> [Collected data]:
####
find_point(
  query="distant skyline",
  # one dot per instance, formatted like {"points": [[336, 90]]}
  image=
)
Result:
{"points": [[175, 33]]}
####
> [ACTIVITY]:
Locate "# one dot per" in the data above. Then repeat, exactly, its line and each line after it through the last, adding nothing.

> [RESULT]:
  # one dot per instance, formatted like {"points": [[336, 90]]}
  image=
)
Result:
{"points": [[175, 33]]}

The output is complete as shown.